___ RECORDS FOR THE EXERCISE ___
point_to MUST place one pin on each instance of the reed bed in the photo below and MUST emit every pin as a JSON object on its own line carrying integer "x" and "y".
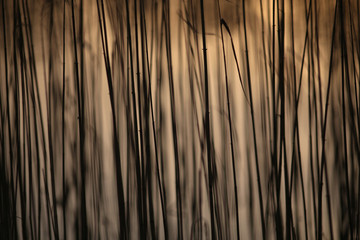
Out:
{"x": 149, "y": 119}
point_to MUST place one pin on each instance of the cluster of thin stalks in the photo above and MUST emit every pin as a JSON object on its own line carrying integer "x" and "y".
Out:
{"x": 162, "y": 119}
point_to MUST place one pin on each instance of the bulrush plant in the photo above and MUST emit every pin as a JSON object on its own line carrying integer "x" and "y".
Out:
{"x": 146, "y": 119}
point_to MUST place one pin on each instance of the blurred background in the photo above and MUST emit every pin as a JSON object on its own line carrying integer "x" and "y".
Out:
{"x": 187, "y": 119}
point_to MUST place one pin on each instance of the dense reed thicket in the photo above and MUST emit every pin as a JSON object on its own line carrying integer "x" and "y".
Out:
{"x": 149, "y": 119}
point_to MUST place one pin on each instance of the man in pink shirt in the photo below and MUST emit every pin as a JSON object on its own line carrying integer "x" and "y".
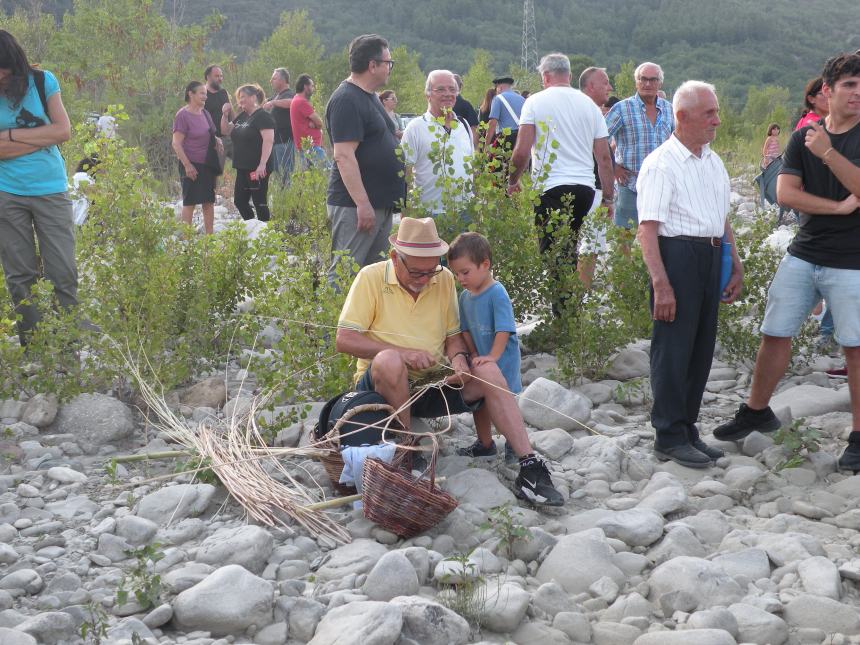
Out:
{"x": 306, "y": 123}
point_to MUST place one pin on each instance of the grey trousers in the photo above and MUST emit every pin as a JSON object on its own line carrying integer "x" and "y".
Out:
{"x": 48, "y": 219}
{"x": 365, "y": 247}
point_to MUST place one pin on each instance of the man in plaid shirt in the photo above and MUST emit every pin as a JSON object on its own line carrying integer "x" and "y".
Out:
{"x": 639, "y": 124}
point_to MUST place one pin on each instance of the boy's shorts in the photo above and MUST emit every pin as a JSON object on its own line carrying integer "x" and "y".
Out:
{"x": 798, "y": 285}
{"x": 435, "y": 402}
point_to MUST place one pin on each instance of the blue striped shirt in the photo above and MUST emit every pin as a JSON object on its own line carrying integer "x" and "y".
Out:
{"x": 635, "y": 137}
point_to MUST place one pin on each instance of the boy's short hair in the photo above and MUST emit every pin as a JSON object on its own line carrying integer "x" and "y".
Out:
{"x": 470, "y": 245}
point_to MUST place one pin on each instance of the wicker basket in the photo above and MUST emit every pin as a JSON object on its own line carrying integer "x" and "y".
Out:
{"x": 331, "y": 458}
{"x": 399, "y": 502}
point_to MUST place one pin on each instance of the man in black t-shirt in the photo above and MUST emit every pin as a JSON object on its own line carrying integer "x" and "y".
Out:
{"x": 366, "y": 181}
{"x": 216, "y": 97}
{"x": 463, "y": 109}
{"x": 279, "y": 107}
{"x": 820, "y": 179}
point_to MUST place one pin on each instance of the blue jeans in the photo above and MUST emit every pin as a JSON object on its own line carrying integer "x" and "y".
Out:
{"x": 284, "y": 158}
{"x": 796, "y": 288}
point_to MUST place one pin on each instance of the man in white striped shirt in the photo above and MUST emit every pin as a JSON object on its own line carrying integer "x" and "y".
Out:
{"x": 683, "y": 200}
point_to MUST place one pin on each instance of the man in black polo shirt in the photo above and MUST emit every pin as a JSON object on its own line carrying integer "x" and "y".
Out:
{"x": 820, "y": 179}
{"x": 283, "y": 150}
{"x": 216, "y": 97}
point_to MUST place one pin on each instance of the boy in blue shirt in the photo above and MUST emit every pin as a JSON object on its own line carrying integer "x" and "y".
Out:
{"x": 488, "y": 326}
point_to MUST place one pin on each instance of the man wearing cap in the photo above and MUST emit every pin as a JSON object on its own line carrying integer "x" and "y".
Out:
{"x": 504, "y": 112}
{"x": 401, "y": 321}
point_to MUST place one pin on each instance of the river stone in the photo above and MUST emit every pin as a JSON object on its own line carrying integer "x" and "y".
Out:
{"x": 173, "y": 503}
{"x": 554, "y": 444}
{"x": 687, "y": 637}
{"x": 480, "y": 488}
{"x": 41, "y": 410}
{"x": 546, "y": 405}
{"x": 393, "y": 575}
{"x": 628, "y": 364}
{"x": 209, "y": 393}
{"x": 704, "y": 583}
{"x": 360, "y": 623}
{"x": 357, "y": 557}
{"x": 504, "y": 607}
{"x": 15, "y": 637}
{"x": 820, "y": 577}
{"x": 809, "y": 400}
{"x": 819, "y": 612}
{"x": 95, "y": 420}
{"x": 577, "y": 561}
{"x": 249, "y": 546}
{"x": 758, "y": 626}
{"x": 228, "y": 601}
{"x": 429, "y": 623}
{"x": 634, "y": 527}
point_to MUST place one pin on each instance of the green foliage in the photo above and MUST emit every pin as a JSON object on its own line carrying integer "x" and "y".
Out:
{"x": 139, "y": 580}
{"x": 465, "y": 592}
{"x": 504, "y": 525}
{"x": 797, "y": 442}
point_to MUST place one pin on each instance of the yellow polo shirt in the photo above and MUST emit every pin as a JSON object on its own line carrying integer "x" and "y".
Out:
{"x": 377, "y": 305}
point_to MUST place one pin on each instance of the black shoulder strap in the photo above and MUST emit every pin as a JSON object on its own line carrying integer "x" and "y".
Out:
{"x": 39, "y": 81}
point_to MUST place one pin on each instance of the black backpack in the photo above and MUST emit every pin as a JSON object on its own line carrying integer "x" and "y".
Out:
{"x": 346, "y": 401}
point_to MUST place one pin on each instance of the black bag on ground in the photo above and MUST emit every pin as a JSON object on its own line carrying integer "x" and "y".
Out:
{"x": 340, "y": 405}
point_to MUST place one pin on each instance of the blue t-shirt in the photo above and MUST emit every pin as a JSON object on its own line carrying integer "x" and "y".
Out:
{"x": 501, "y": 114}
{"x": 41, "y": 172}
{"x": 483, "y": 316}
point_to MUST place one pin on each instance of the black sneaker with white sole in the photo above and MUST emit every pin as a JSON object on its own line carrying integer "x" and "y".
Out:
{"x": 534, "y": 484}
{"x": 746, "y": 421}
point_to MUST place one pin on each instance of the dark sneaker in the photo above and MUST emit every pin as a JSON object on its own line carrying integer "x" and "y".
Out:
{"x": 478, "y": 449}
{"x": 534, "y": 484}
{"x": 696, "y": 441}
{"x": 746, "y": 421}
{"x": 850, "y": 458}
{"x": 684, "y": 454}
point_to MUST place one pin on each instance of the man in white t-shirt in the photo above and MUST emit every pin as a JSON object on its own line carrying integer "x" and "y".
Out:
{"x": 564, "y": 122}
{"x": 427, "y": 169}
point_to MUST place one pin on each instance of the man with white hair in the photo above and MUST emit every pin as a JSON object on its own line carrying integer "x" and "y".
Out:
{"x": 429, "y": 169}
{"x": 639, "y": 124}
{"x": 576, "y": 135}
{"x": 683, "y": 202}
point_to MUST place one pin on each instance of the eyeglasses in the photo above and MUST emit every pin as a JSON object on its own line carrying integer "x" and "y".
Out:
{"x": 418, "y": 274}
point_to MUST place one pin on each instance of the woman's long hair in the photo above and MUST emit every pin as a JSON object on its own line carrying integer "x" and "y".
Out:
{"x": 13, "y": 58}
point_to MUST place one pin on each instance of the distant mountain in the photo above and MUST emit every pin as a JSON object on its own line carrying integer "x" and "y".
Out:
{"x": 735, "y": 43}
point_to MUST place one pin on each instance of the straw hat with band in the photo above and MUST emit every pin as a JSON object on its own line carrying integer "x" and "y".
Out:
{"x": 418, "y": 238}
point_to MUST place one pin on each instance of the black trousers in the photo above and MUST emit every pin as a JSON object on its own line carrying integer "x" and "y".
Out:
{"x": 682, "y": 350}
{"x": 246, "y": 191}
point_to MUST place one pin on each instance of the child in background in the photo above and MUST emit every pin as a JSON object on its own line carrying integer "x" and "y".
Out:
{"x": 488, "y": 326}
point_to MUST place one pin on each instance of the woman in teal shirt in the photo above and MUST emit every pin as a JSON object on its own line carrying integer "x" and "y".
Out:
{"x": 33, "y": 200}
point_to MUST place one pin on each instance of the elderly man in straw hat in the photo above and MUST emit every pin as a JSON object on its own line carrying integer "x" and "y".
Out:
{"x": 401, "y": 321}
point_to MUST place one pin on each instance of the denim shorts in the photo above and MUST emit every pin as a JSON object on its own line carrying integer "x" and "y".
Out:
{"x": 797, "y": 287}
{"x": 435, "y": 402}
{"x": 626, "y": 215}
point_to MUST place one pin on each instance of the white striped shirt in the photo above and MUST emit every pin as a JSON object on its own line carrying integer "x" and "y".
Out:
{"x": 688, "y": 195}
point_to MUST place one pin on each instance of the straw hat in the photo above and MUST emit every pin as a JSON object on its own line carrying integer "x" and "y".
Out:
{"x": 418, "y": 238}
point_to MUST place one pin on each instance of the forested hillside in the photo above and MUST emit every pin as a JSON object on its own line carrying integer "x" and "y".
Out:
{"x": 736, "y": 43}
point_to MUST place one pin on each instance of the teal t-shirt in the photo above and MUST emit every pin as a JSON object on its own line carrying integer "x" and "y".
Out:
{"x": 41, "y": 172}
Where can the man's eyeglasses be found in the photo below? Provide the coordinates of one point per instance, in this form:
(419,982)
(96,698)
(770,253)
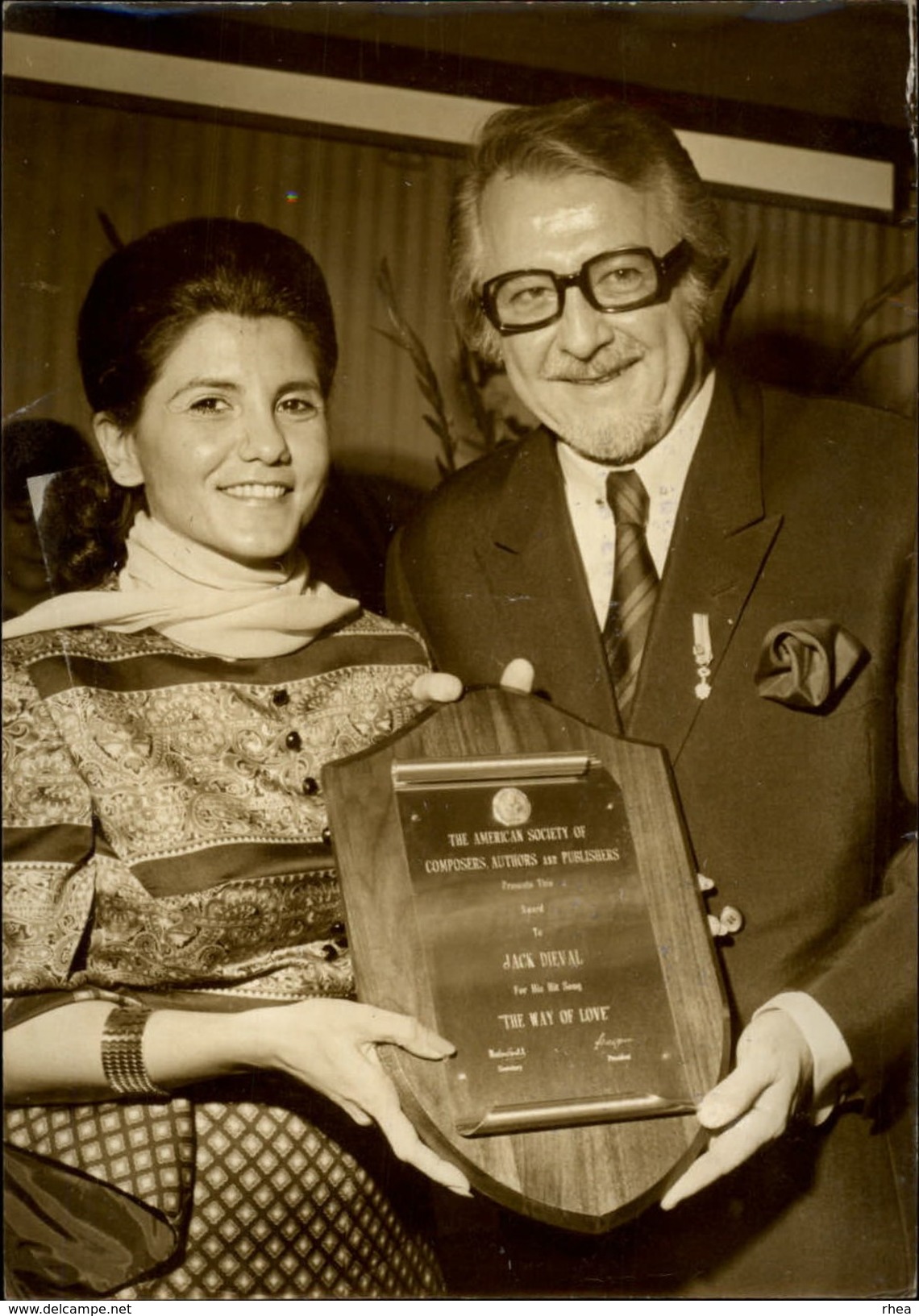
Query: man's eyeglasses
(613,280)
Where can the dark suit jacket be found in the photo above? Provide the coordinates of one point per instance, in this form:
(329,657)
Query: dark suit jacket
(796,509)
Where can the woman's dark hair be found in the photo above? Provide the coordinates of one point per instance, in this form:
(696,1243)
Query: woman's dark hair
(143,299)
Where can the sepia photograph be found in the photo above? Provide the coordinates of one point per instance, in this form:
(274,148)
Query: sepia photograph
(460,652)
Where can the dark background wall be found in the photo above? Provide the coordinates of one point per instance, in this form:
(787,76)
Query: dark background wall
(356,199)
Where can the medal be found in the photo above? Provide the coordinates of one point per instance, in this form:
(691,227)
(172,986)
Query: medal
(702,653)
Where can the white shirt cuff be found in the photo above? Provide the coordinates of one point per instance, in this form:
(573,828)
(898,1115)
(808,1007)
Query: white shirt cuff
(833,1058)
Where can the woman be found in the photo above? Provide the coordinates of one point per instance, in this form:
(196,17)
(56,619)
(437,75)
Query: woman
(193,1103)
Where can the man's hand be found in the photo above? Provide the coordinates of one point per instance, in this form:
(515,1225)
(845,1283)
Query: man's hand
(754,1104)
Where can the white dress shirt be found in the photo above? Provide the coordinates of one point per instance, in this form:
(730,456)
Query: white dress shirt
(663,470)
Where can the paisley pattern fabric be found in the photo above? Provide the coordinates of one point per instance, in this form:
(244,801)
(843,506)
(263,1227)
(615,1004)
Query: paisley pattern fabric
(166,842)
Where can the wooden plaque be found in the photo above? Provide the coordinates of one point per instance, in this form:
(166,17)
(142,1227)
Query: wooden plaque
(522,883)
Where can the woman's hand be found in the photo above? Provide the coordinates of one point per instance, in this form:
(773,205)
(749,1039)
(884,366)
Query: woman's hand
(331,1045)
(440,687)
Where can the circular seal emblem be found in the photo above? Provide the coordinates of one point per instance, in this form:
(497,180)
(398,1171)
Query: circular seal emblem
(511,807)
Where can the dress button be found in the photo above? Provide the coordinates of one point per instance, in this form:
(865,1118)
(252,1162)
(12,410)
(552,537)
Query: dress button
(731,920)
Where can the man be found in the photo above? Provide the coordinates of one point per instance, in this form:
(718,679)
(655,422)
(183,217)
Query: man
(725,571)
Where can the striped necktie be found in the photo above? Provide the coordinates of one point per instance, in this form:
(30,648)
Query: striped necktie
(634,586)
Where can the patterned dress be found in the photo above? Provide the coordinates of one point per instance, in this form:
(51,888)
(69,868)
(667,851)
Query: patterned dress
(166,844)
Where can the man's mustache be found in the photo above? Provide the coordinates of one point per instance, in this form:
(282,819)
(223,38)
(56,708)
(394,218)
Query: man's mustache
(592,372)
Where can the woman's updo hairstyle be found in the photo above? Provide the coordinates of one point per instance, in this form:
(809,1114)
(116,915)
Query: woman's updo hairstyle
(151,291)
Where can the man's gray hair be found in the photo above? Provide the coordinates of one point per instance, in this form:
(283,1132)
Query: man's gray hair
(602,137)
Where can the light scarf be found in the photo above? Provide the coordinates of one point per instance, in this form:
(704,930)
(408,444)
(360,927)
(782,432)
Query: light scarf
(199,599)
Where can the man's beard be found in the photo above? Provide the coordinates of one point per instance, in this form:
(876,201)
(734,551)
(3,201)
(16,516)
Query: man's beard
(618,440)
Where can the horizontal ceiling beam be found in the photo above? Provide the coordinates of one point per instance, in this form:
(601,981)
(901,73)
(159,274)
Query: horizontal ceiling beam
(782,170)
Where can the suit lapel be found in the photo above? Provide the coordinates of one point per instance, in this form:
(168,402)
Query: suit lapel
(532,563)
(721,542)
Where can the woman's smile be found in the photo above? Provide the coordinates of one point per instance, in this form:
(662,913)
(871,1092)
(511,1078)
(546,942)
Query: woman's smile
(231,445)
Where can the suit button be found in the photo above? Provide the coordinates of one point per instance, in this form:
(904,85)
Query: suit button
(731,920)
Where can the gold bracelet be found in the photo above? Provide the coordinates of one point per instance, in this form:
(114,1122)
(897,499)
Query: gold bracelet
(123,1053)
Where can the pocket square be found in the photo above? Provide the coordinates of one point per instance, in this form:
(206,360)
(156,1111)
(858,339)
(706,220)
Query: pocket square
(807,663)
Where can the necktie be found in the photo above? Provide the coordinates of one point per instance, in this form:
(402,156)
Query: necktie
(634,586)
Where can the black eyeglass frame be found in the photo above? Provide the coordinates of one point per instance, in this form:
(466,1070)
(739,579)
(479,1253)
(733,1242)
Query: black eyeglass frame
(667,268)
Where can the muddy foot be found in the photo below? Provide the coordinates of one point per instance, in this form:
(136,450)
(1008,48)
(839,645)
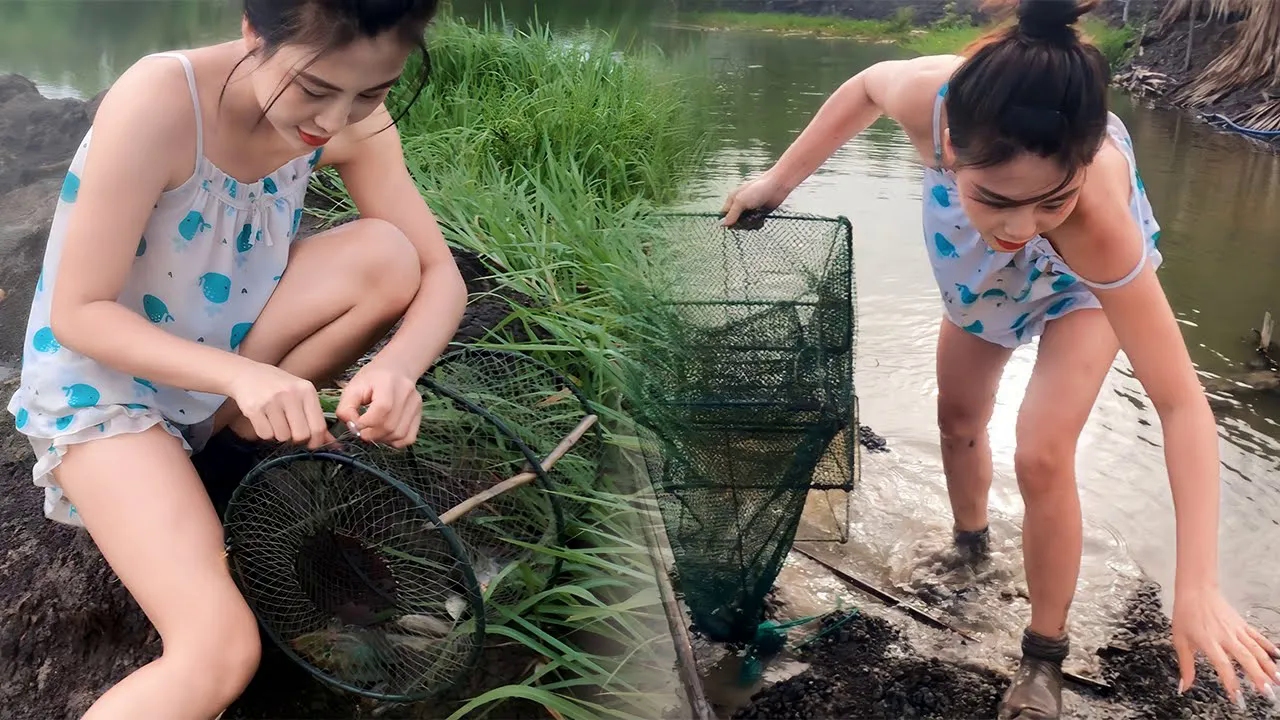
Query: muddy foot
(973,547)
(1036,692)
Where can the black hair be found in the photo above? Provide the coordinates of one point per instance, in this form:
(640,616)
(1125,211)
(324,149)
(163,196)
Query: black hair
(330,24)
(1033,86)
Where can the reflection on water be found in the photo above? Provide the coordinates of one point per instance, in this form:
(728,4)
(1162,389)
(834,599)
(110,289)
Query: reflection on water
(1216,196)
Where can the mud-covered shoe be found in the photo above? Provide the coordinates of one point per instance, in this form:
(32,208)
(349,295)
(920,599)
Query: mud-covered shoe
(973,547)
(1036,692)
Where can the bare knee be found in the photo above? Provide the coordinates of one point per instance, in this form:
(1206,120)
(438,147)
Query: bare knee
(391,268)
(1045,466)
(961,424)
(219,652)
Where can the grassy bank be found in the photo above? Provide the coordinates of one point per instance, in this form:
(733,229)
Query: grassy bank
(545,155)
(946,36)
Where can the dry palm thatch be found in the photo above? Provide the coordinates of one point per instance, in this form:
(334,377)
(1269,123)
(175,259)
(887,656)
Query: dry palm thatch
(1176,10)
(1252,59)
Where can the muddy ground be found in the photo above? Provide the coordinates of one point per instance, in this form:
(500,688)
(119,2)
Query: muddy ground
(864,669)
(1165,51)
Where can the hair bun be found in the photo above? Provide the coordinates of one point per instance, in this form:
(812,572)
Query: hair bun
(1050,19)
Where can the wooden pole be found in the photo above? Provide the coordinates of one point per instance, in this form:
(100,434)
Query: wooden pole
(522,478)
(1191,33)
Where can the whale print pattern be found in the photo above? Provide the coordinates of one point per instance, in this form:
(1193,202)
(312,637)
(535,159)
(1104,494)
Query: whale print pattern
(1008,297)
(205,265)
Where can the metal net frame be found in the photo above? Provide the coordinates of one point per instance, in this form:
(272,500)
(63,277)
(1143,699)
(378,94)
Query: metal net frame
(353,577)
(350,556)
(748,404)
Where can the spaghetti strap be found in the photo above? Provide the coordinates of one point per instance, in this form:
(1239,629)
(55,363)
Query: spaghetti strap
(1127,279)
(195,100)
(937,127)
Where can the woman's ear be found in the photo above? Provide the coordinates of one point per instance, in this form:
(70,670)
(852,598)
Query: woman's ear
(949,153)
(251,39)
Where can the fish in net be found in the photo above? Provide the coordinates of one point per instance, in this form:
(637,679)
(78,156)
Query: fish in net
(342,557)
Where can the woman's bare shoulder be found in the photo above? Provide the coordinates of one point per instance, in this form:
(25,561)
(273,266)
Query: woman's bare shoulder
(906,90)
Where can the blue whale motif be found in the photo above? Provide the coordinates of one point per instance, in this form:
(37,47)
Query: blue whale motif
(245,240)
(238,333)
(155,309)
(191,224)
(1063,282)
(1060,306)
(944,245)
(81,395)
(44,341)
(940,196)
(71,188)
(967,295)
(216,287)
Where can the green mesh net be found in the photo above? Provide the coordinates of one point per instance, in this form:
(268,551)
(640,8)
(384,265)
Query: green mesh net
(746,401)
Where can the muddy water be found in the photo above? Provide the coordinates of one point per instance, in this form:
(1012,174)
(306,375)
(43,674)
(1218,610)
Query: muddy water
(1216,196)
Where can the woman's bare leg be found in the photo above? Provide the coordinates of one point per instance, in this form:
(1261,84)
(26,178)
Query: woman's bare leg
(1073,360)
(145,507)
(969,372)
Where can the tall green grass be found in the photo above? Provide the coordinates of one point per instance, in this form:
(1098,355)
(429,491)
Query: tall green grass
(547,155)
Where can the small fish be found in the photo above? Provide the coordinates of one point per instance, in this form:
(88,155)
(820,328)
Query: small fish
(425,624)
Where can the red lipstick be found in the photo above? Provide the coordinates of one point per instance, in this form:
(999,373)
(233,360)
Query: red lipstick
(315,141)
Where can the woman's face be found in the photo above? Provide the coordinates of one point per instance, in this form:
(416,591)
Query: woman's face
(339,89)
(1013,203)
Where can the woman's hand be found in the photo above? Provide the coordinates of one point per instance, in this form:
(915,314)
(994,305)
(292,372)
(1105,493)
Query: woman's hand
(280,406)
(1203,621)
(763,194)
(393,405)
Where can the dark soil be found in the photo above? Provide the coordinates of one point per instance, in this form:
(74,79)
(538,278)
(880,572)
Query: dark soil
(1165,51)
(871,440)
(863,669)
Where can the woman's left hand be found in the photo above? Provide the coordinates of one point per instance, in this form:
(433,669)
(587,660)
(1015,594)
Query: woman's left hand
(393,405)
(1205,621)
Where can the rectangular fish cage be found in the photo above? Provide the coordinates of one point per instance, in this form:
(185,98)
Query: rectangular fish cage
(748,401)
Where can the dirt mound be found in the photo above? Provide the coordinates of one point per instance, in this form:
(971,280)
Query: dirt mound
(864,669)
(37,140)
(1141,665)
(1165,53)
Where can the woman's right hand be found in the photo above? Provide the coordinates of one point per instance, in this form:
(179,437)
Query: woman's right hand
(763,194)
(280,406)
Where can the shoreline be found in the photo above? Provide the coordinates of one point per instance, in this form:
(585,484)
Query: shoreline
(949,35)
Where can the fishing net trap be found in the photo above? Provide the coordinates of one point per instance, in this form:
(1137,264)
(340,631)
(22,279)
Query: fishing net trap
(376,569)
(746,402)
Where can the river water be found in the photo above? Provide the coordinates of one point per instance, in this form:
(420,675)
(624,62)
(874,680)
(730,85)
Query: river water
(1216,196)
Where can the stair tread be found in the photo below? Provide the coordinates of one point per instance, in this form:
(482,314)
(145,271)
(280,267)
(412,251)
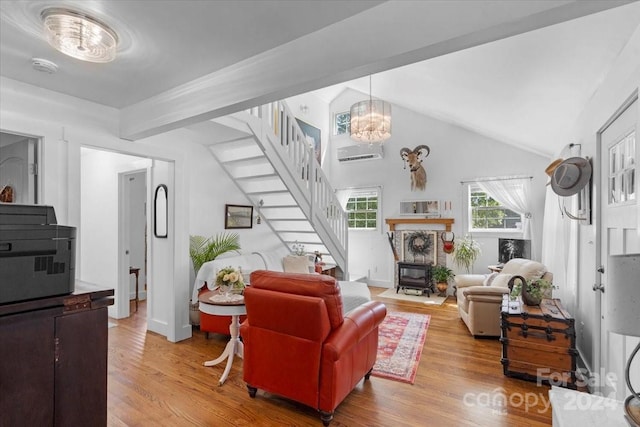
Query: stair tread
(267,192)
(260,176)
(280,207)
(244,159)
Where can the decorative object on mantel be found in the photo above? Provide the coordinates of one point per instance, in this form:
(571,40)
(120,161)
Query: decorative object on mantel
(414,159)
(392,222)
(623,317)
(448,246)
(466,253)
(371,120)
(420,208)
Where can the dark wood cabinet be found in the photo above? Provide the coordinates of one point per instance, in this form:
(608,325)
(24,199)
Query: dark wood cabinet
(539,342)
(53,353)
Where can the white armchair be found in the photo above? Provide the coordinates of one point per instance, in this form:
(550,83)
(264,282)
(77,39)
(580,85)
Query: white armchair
___
_THE PROBLEM:_
What you give back should be exactly the lines from the top of the data above down to and including the line with "point_to MUST place one pin on each instance of the cluster", minus any pictures.

_REPLY TO THE EXERCISE:_
point_to MUST place one pin on each instance of the reed bed in the photo below and MUST emit every pin as a JSON object on its own line carrying integer "x" and "y".
Out:
{"x": 149, "y": 119}
point_to MUST place one pin on each instance of the cluster of thin stalks in the photo above and MUST emit every pin as a JSON object on its own line carrying integer "x" and "y".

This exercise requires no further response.